Pourquoi de telles tensions exacerbées depuis le début de l'année ? 

Dernièrement se sont cumulées un certain nombre d'arrestations d'influenceurs franco-algériens en France suite à des appels à la haine à l'encontre d'opposants au régime algérien et postées sur TikTok.

L'un de ces influenceurs, dont l'arrestation semble avoir fait le plus grand bruit, fut arrêté à Montpellier le 5 janvier 2025. « Doualemn » avait en effet publié une vidéo dans laquelle celui-ci appelait à des actes de violence à l'encontre d'un opposant au régime algérien actuel. Ce dernier fut placé en centre de rétention administrative avant d'être expulsé vers l'Algérie quelques jours plus tard.

Données fournies »
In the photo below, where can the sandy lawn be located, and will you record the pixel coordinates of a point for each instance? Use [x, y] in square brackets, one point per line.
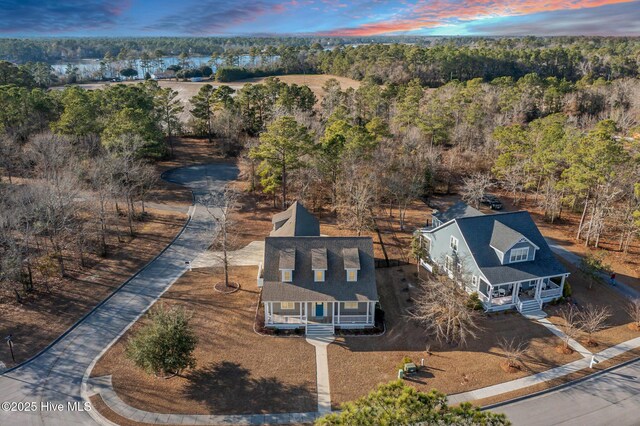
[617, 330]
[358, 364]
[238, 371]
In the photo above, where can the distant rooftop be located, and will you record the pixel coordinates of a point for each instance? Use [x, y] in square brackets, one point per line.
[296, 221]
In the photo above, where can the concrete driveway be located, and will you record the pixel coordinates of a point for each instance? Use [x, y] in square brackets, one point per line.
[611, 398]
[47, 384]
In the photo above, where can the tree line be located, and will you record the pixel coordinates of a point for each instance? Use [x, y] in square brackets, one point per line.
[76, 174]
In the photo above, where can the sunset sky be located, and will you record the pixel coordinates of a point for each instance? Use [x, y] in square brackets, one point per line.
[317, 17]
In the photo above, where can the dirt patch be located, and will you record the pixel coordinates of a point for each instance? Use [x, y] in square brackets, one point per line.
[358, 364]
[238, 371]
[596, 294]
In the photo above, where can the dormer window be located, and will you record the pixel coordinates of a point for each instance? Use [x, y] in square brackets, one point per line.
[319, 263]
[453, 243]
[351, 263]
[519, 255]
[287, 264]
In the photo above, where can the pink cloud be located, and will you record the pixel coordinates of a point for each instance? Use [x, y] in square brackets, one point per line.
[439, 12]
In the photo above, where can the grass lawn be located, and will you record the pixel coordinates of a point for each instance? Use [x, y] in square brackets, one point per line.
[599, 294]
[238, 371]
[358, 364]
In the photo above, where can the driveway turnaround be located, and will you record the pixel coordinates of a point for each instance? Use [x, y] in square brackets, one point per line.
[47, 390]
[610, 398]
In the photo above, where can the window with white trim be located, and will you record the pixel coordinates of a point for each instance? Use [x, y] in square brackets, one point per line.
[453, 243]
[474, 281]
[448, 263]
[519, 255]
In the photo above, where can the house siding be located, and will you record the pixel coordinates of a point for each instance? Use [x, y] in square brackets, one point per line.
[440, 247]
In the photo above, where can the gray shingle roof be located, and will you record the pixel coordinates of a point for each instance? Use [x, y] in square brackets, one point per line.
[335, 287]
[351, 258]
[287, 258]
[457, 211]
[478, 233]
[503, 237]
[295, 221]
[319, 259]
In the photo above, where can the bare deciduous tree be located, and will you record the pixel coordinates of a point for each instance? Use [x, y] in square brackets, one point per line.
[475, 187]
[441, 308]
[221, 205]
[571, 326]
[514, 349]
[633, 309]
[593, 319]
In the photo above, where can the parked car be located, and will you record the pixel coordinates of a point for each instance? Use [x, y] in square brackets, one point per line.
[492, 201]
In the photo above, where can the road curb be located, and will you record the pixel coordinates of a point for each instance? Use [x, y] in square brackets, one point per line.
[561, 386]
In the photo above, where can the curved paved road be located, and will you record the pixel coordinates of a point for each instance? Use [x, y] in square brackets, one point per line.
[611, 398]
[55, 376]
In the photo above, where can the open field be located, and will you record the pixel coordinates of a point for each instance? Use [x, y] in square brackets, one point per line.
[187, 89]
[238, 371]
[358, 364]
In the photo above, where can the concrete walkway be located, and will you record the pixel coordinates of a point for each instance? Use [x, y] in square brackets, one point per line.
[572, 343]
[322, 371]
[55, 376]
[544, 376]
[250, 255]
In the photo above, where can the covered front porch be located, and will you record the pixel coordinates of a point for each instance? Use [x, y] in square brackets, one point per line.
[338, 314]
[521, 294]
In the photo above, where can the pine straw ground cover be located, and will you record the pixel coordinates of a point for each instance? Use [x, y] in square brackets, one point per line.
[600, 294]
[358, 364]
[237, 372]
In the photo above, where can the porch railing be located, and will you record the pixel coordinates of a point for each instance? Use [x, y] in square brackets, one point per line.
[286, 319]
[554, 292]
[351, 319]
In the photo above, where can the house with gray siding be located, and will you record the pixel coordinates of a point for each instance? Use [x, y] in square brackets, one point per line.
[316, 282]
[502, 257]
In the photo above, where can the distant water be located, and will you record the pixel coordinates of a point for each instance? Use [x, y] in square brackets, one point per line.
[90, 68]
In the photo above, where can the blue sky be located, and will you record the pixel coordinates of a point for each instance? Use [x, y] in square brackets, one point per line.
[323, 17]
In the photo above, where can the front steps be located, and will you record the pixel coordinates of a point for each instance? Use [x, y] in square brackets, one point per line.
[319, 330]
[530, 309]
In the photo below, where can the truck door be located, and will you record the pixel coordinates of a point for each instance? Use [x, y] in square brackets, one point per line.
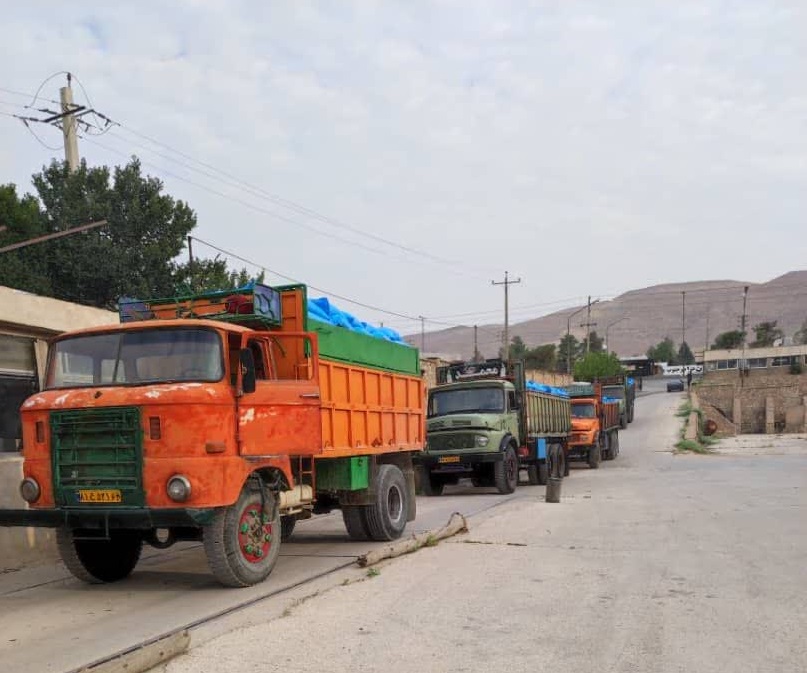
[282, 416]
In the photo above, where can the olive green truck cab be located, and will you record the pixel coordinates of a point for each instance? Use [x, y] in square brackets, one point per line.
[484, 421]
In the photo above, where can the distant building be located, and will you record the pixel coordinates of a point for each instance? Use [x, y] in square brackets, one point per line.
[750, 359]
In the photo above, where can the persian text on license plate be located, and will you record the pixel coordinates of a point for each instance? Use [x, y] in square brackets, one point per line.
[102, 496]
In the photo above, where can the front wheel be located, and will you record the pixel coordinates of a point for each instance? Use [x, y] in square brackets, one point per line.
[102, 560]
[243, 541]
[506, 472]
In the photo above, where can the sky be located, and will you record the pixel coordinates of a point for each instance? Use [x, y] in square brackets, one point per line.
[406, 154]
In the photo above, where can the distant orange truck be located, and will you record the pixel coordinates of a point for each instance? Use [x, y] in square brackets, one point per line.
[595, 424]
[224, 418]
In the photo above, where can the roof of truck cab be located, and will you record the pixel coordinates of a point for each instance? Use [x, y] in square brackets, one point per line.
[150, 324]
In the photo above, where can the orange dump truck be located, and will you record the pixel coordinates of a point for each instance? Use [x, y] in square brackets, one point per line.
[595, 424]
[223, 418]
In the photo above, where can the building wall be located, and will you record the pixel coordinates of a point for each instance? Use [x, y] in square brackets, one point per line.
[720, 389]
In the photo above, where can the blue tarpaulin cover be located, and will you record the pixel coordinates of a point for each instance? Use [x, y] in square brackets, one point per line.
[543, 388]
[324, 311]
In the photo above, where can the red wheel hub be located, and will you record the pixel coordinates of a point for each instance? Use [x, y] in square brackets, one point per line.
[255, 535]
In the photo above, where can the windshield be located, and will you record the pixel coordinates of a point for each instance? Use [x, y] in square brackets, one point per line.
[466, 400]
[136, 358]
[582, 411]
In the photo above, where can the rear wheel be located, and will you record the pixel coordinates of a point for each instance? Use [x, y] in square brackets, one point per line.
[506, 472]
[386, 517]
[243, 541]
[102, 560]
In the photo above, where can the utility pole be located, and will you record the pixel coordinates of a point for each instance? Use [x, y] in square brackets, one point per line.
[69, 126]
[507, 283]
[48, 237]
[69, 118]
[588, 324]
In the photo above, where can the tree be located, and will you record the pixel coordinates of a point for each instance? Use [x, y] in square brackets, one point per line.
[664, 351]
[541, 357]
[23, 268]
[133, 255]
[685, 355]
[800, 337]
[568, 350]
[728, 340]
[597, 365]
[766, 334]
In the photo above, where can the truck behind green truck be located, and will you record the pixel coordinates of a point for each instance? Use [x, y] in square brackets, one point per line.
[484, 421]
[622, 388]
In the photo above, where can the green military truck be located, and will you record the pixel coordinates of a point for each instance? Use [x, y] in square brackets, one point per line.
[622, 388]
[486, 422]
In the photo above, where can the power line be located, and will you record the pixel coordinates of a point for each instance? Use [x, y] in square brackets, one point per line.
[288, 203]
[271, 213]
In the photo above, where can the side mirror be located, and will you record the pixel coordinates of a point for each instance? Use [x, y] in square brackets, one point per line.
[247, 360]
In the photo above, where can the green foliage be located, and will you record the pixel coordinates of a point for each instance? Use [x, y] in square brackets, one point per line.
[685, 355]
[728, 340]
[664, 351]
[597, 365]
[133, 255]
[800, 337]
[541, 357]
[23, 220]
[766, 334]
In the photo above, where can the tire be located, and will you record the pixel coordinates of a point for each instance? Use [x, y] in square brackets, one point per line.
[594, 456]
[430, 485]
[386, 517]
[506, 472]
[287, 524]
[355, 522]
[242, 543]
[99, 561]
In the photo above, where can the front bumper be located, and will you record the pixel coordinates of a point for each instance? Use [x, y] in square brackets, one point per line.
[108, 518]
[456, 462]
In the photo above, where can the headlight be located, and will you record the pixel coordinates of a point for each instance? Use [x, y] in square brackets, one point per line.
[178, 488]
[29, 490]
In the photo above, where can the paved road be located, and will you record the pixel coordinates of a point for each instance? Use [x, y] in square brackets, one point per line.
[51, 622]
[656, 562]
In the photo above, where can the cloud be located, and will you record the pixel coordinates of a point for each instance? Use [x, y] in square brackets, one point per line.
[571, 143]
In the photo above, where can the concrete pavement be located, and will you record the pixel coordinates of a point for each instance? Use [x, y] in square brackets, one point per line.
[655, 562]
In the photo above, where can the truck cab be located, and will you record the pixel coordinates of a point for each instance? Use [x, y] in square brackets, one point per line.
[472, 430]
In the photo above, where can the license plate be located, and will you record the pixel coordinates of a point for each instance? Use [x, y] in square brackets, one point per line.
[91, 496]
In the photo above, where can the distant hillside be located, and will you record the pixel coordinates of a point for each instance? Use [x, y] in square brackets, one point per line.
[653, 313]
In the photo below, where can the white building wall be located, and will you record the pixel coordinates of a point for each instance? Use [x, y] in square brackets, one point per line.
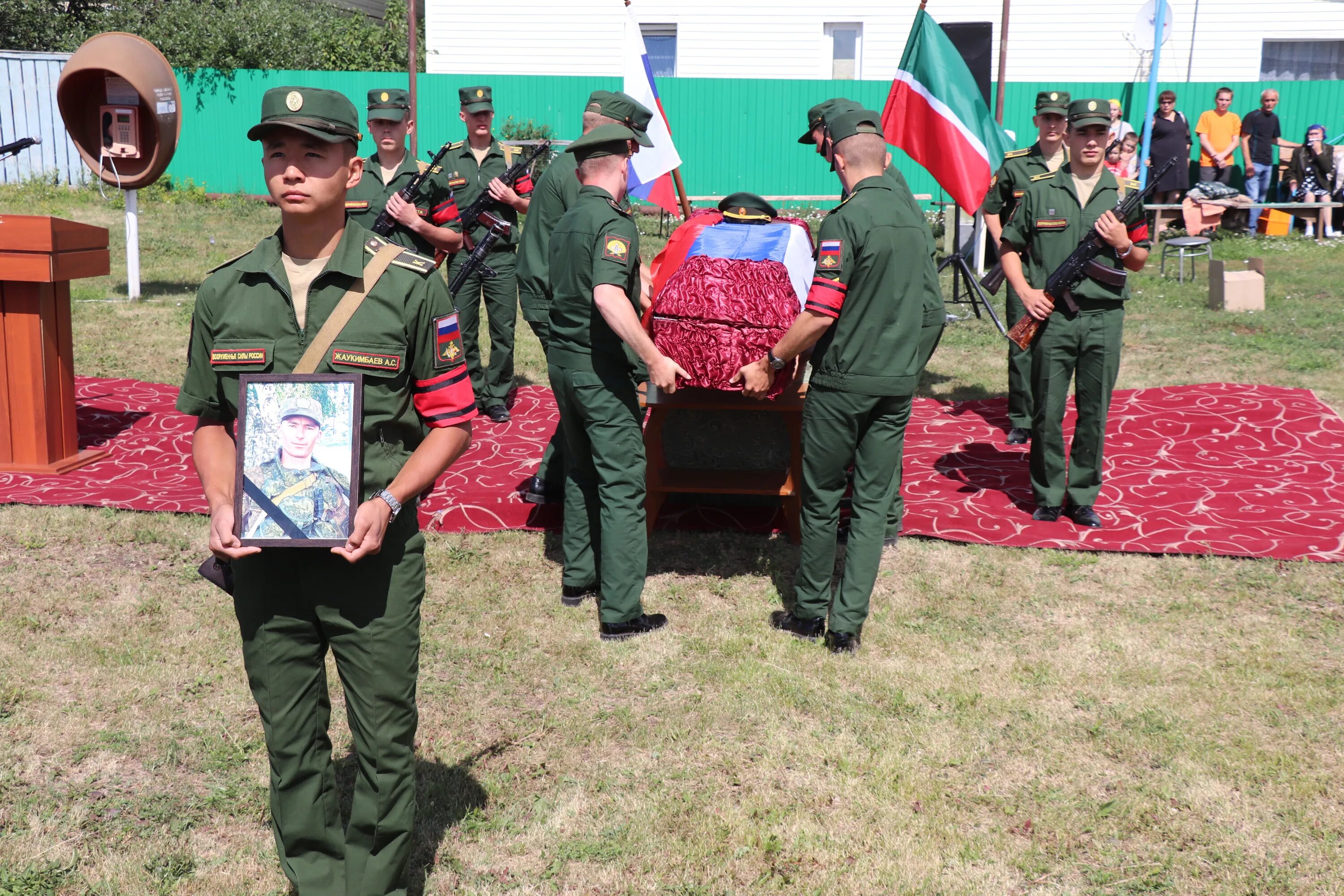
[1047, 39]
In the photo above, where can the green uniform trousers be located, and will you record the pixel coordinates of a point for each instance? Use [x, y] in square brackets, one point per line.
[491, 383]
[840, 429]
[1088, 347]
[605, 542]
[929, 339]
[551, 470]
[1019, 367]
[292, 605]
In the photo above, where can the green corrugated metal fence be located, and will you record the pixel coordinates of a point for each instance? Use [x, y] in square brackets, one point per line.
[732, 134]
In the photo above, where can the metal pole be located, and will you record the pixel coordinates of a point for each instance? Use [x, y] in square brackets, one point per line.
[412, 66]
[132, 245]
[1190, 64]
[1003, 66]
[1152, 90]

Consigne proposée » Recopiez à l'identique le passage de l'extrait de page allant de « Pourquoi de telles » à « jours plus tard. ».

Corrigé »
Pourquoi de telles tensions exacerbées depuis le début de l'année ? 

Dernièrement se sont cumulées un certain nombre d'arrestations d'influenceurs franco-algériens en France suite à des appels à la haine à l'encontre d'opposants au régime algérien et postées sur TikTok.

L'un de ces influenceurs, dont l'arrestation semble avoir fait le plus grand bruit, fut arrêté à Montpellier le 5 janvier 2025. « Doualemn » avait en effet publié une vidéo dans laquelle celui-ci appelait à des actes de violence à l'encontre d'un opposant au régime algérien actuel. Ce dernier fut placé en centre de rétention administrative avant d'être expulsé vers l'Algérie quelques jours plus tard.